> **Description of the task**: In every line of the records, look for "stainless", then report how many lines have it and nothing else.
↓
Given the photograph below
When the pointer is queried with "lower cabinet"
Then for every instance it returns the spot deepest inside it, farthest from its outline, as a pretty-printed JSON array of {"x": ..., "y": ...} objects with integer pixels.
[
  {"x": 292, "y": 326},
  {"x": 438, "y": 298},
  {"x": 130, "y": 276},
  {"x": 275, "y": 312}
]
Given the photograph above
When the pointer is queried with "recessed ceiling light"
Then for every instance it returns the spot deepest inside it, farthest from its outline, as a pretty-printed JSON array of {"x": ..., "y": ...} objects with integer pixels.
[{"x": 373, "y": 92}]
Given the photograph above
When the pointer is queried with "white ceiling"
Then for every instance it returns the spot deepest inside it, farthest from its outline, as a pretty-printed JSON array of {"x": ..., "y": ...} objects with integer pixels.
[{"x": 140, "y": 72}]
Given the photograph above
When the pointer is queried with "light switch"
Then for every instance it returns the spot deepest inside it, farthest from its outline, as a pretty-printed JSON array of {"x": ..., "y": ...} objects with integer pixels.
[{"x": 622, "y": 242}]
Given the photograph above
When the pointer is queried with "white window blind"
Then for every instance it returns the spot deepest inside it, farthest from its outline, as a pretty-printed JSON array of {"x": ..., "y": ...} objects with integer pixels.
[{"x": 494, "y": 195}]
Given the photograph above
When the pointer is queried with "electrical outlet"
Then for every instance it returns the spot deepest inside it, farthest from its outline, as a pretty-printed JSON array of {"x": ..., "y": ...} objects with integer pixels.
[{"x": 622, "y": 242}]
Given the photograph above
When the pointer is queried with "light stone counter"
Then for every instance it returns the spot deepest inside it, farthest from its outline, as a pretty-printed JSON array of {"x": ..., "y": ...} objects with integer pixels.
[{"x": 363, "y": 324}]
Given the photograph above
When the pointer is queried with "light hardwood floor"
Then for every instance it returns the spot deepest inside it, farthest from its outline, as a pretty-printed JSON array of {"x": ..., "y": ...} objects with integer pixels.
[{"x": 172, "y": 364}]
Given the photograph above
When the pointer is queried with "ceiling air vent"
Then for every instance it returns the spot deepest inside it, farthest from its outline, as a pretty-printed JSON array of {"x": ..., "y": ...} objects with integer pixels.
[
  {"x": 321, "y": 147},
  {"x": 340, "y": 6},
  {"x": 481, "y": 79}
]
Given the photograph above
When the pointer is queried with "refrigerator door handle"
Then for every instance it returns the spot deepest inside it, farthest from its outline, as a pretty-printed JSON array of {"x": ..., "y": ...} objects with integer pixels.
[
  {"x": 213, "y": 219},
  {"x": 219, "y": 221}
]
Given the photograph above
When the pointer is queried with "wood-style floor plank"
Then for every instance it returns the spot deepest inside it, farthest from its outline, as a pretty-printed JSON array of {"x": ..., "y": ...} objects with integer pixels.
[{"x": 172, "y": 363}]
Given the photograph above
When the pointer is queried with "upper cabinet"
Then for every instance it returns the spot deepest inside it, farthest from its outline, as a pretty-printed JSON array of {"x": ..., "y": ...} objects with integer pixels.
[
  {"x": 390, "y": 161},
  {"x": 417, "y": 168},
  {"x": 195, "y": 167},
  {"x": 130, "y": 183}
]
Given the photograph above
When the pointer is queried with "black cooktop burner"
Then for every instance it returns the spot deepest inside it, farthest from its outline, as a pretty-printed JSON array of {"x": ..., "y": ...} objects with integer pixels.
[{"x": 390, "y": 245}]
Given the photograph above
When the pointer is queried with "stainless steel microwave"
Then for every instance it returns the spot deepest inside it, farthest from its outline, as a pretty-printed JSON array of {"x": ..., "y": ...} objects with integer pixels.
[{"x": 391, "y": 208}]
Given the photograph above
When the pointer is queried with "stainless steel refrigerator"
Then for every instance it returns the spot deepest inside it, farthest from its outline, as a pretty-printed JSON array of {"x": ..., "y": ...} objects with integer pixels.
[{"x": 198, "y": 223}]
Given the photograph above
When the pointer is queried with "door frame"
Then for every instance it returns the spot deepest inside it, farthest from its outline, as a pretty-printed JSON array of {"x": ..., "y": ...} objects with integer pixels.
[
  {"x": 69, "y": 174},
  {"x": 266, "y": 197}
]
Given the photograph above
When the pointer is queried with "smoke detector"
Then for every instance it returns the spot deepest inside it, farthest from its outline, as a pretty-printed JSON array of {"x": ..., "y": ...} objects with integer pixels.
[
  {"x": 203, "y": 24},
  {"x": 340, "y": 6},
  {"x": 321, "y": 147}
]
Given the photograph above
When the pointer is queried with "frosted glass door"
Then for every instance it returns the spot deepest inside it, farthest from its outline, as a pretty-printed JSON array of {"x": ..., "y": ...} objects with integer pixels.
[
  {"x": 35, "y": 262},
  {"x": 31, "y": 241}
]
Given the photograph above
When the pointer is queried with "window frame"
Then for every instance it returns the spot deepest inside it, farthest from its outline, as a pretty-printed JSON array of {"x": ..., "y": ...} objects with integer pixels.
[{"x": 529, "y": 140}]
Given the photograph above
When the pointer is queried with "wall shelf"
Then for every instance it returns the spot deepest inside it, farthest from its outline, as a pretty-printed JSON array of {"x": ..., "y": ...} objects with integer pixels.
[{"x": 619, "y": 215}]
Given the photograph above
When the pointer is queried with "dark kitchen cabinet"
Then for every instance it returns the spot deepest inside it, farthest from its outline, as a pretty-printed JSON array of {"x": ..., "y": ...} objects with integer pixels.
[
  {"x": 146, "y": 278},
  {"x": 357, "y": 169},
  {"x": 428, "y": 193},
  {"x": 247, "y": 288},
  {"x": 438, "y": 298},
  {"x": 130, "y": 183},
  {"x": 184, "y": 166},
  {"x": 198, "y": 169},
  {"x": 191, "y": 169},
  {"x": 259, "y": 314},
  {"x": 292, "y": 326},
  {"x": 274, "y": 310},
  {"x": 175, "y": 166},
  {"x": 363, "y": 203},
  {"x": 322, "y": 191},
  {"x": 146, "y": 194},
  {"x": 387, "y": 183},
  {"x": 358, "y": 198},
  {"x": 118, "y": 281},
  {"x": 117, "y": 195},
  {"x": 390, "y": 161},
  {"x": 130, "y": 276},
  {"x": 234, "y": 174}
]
↑
> **Solution to this problem**: 2